== ページの抜粋

お水は同伴出勤や付き合いというシステムがあったため夜遅くなる母を家に送り届けるのが父の毎日の日課になっていた。
母は家に帰る際に指名客を親父に送らせるという事をさせていたのだが毎日後部座席で母が違う男と乗ってイチャこくようになってきたらしい。
それに対し父は嫌気がさし喧嘩が毎日起こるようになってきた。
深夜2時から始まる両親の喧嘩。
いい加減飽々していたので妹も喧嘩が始まっても起きないという特技を身に付けたのだが俺は親父の怒りの矛先になる事があったためこの日もいつも通り起こされるハメになった。
……………昨日確かに片付けて寝た筈の部屋は散らかり夜食が乗っていた皿は割れスープ が入っているお椀は何故か灰皿に変わっていた。その光景に悪態をつきながら柱に寄りかかり煙草をフカし始める俺。
喧嘩の内容は毎回変わらずこうだ。
帰りのタクシー内でイチャる母を責め、母がお水をしなければならなくなった借金の擦り付け…最終的にはお互い昔の話を掘り返し責める。
お互い只負けたく無いっていうプライドがあり酒が入っているため引こうとはしない。そしていつも通りイラった父の怒りの矛先が俺に向く。

====
== 抽出された情報

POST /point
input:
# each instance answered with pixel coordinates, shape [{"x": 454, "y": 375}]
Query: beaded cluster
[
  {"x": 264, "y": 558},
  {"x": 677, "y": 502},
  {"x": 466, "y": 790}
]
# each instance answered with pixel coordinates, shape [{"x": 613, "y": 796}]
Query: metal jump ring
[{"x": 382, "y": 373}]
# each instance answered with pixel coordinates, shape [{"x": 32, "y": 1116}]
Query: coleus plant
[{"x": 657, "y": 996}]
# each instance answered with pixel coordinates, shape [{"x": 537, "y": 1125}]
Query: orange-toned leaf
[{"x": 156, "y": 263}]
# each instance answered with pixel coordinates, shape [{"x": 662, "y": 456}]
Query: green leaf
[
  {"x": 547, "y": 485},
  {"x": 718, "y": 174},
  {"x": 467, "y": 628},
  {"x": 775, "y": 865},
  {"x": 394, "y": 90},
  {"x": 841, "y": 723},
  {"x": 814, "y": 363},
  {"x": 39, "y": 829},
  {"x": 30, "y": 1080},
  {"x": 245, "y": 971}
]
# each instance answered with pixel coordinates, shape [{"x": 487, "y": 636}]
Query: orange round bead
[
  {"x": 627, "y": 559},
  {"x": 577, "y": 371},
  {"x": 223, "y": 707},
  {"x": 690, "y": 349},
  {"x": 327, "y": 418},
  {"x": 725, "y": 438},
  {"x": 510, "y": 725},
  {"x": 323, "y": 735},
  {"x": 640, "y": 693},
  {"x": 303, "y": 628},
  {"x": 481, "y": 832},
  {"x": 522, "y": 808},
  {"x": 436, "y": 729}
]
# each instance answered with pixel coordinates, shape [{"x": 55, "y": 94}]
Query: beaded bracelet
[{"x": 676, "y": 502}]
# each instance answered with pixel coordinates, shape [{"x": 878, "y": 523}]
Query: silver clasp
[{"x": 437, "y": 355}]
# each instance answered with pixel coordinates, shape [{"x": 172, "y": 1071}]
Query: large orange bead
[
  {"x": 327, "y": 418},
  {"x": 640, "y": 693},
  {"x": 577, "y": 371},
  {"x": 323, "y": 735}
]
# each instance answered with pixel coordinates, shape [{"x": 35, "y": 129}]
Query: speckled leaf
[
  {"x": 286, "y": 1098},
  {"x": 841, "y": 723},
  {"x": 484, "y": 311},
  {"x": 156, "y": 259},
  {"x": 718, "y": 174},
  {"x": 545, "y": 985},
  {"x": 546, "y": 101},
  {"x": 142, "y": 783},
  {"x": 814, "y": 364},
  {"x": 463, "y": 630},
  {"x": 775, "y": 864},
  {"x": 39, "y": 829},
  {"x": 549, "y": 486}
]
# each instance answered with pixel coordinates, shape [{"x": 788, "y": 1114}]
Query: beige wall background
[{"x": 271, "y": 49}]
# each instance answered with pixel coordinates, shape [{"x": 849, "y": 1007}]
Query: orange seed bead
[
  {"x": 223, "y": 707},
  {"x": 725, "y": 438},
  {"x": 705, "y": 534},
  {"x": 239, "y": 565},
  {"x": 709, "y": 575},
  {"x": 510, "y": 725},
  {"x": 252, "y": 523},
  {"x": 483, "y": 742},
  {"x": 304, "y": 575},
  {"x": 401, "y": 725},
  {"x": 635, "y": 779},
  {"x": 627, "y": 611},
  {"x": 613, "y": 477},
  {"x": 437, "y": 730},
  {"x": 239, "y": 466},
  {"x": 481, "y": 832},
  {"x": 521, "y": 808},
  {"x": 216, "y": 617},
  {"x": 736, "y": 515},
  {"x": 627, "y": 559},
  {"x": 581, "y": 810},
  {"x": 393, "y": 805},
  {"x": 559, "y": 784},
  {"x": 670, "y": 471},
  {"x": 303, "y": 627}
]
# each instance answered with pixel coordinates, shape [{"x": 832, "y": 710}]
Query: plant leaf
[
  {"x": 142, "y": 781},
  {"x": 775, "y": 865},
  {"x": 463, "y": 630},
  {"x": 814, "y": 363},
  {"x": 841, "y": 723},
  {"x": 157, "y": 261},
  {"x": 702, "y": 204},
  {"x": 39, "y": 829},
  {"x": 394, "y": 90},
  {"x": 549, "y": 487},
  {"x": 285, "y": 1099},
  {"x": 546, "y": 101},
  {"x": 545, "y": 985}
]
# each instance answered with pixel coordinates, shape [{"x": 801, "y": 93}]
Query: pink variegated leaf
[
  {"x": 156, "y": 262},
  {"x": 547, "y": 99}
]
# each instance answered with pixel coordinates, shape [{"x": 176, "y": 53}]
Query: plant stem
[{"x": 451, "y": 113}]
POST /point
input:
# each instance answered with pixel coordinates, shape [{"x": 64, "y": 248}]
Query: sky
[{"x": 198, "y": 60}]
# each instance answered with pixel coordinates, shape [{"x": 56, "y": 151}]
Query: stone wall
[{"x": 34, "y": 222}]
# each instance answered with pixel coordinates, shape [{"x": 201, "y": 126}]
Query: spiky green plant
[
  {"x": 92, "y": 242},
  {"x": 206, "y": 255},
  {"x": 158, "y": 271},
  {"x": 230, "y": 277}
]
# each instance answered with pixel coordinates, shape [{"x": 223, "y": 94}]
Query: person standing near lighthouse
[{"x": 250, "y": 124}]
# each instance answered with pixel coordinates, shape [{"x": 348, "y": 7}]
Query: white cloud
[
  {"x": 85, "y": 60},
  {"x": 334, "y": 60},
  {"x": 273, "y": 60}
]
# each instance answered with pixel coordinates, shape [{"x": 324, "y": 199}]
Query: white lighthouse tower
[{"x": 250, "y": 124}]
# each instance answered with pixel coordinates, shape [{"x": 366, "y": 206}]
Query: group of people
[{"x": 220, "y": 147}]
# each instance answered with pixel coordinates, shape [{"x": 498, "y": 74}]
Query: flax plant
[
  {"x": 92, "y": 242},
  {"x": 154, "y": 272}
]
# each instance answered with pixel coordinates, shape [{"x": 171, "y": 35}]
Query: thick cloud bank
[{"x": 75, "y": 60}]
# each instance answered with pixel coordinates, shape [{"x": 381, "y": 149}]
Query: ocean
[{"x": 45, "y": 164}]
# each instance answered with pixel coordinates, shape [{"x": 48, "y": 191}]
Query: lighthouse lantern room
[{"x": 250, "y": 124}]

====

→ **取り組む課題**
a) 両親の喧嘩についての抜粋を2文に要約すること。
b) 両親の喧嘩についての抜粋を、最後の文のあとから書き進めてください。
これらの行は参照しなくてかまいません。

→ **想定される回答**
a) お水の仕事で帰りが遅くなる母を父が毎日家まで送っていたが、母が後部座席で違う男といちゃつくようになったため、深夜2時から両親の喧嘩が毎日起こるようになった。喧嘩では毎回、母の振る舞いや借金の擦り付け、昔の話をめぐって責め合い、プライドと酒のせいでどちらも引かず、最後には父の怒りの矛先が語り手に向く。

b)
また適当に何癖つけて文句言うんだろ。どーせ煙草だろ?
と思っていたが父の口から信じられない一言が発せられた。
『お前はパン子の浮気相手の息子じゃ❗』
父得意のいつもの嘘話だなと思い…母を見るといつもならすぐ食ってかかる母は下を向き華奢な自分の足先を見つめていた。
母はその事実を否定しなかった。
真実だった。
俺が小さい頃から親戚や父に相手にされずバスケや綱引きなどの大会で優勝しても否定され全ては『ゼニ。ゼニにならんのならする意味は無い』
と夢を描いたモノは全て捨てられ壊されたりした。
あの時邪魔された意味がこの時ようやく分かった。
父にとって俺の存在そのものがウザかったらしい。
俺は混乱し家を飛び出した。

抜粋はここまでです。